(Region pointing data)
<<<<
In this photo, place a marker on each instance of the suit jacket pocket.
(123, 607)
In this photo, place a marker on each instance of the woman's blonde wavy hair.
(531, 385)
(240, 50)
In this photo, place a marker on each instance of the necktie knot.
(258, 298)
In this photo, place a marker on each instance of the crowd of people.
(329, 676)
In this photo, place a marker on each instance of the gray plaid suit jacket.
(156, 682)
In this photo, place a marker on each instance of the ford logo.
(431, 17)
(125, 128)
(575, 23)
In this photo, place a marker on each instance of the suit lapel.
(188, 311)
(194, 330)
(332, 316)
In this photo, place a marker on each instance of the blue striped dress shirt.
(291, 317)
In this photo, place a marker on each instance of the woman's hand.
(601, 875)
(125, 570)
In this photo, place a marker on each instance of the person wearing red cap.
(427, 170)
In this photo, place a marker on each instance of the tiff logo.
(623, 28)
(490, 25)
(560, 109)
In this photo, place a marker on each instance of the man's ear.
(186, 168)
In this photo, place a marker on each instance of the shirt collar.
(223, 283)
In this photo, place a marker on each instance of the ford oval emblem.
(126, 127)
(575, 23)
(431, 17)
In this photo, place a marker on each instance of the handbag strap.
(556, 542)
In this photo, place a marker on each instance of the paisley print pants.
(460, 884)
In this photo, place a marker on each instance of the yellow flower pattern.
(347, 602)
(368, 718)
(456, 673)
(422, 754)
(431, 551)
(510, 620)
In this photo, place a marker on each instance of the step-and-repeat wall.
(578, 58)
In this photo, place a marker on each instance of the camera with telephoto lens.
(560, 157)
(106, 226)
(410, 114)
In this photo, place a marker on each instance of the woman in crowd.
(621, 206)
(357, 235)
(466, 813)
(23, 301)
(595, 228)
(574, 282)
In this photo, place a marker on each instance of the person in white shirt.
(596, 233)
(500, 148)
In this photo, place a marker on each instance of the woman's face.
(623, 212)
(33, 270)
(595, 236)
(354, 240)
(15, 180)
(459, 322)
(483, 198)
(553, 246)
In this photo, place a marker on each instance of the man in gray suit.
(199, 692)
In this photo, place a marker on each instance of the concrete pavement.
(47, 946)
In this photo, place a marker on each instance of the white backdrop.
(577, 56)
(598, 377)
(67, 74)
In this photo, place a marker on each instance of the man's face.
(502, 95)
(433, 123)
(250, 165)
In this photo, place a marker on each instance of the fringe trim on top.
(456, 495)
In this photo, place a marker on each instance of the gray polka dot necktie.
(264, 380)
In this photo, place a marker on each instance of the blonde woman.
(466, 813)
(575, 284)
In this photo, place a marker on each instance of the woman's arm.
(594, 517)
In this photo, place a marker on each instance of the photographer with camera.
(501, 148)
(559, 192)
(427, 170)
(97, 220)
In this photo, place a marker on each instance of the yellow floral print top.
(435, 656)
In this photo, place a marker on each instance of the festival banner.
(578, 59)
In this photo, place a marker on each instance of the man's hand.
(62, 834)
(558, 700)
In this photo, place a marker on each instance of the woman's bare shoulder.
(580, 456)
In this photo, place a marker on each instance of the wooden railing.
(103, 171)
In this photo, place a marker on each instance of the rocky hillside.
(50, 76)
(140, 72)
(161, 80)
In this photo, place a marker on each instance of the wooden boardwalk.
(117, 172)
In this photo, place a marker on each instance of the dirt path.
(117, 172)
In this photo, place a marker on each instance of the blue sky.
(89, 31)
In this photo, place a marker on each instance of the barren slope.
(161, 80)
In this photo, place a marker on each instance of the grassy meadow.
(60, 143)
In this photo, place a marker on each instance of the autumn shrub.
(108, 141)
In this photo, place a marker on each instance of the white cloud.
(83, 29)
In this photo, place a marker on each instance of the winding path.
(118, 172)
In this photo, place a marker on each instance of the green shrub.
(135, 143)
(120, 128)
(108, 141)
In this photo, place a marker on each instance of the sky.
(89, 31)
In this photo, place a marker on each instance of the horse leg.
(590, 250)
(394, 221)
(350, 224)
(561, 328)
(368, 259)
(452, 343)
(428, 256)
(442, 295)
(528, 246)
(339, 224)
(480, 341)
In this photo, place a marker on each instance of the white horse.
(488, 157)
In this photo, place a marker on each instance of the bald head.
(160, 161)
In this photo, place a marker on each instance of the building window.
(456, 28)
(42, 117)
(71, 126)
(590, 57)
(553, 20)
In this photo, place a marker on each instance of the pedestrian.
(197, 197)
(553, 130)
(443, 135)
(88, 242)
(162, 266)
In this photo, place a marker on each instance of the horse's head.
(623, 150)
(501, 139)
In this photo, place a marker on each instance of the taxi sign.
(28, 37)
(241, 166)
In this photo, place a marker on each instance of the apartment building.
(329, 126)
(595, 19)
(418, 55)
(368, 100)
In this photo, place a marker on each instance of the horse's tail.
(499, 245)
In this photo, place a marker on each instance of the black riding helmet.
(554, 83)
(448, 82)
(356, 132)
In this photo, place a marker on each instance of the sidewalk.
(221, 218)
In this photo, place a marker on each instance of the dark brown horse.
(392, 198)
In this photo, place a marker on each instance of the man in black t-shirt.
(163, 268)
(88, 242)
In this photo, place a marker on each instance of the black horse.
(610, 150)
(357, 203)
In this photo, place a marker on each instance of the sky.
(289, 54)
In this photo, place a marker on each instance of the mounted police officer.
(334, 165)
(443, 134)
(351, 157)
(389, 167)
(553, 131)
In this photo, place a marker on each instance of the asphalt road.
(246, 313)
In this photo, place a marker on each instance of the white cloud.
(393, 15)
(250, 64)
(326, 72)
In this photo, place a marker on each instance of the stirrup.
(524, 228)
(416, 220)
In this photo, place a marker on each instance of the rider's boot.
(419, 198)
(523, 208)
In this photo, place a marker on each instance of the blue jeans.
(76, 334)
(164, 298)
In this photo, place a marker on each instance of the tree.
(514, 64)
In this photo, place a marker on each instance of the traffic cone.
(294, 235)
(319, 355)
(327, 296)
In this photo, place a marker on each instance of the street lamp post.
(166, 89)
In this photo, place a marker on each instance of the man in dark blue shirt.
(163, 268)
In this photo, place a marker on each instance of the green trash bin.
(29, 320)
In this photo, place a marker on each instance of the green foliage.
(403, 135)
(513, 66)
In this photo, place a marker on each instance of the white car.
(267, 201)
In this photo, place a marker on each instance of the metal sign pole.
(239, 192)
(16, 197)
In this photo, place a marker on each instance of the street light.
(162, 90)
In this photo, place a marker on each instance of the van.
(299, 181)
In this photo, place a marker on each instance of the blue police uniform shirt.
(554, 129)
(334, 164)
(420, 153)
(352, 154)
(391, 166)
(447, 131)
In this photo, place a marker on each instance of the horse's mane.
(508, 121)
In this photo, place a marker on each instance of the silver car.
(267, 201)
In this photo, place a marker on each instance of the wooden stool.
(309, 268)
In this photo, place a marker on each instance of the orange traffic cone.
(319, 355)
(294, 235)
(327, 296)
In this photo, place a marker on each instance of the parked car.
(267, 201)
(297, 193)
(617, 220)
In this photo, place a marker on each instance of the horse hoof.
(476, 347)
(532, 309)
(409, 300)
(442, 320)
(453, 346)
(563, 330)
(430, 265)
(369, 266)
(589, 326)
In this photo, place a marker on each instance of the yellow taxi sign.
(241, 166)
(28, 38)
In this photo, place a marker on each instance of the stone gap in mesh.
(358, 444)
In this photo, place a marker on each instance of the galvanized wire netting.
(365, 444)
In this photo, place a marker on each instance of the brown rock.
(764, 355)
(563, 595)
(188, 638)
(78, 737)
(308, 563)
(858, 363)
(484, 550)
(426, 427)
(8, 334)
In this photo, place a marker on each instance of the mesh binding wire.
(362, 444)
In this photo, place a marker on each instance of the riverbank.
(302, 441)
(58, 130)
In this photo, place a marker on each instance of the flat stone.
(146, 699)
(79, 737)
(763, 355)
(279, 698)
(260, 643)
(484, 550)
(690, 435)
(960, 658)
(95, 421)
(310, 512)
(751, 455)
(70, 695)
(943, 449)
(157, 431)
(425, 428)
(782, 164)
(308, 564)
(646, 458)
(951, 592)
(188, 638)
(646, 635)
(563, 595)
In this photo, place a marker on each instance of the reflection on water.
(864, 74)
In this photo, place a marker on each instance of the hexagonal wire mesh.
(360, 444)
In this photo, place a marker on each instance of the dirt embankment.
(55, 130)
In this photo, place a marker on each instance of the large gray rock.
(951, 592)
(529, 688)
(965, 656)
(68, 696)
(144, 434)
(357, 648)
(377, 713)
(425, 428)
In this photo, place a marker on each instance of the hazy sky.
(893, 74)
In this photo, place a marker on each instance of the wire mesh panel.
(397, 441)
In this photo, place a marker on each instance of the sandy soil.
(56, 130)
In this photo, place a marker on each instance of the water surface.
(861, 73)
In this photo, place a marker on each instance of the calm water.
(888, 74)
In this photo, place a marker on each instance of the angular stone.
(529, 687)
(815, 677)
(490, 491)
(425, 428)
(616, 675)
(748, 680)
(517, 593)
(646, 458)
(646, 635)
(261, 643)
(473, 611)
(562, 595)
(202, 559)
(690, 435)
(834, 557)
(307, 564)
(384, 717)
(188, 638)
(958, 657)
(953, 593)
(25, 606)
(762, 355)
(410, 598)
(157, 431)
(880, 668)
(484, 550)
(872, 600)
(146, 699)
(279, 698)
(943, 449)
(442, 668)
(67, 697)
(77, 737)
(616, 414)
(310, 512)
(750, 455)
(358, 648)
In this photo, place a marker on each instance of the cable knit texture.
>>>>
▶ _HOW TO COMPLETE THIS TASK_
Starting at the line that contains "the dirt embankment.", retype every line through the end of the records exactly, and nothing else.

▶ _YOUR SOLUTION_
In this photo, place a marker on each instance of the dirt embankment.
(55, 130)
In this photo, place a marker on each instance of the large gray rock.
(951, 592)
(529, 688)
(965, 656)
(68, 696)
(144, 434)
(357, 648)
(377, 713)
(425, 428)
In this photo, place a marker on each instance of the hazy sky.
(893, 74)
In this photo, place a marker on each instance of the wire mesh panel.
(397, 441)
In this photo, place a marker on each instance of the sandy soil.
(56, 130)
In this photo, place a marker on each instance of the water surface.
(861, 73)
In this photo, place a marker on each instance of the calm water.
(888, 74)
In this photo, place a marker on each instance of the angular stone.
(529, 687)
(815, 677)
(490, 491)
(425, 428)
(616, 675)
(748, 680)
(517, 593)
(646, 458)
(646, 635)
(261, 643)
(473, 611)
(562, 595)
(202, 559)
(690, 435)
(834, 557)
(307, 564)
(384, 717)
(188, 638)
(958, 657)
(953, 593)
(25, 606)
(762, 355)
(410, 598)
(157, 431)
(880, 668)
(484, 550)
(872, 600)
(146, 699)
(279, 698)
(943, 449)
(442, 668)
(67, 697)
(77, 737)
(616, 414)
(310, 512)
(750, 455)
(358, 648)
In this photo, place a marker on each instance of the cable knit texture.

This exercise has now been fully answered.